**ABOUT THIS EXERCISE**
Keep every word of the listing and reproduce it exactly, but set aside any image found there.
---------------
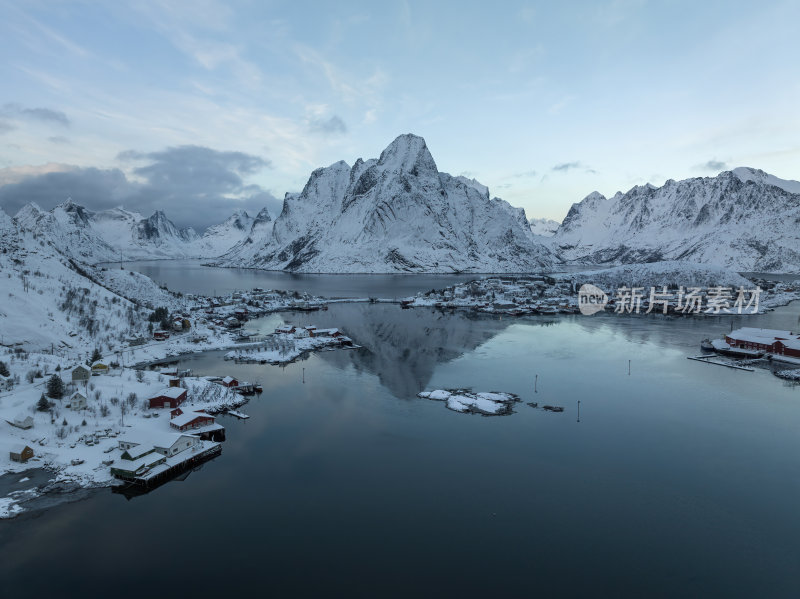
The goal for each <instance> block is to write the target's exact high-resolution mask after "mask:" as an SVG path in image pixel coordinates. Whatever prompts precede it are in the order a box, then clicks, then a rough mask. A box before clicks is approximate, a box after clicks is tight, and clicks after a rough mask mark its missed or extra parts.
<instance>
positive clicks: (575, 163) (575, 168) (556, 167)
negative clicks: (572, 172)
mask: <svg viewBox="0 0 800 599" xmlns="http://www.w3.org/2000/svg"><path fill="white" fill-rule="evenodd" d="M580 167H581V163H580V162H564V163H562V164H557V165H555V166H554V167H553V168H552V169H551V170H552V171H553V172H559V171H561V172H567V171H571V170H573V169H576V168H580Z"/></svg>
---------------
**ANSWER SPACE**
The goal for each <instance> block is to write the target's exact high-resolution mask after "mask:" as an SVG path in image pixel coordinates. Whatever prompts precede it are in the order a box, then clicks, then a rough mask. A box before clicks is approximate, a box after clicks is tight, and clicks after a rough mask mark its missed or extra parts.
<instance>
positive clicks: (575, 163) (575, 168) (556, 167)
negative clicks: (572, 172)
mask: <svg viewBox="0 0 800 599" xmlns="http://www.w3.org/2000/svg"><path fill="white" fill-rule="evenodd" d="M580 167H581V163H580V162H564V163H562V164H557V165H555V166H554V167H553V168H552V169H551V170H552V171H553V172H559V171H561V172H567V171H571V170H573V169H576V168H580Z"/></svg>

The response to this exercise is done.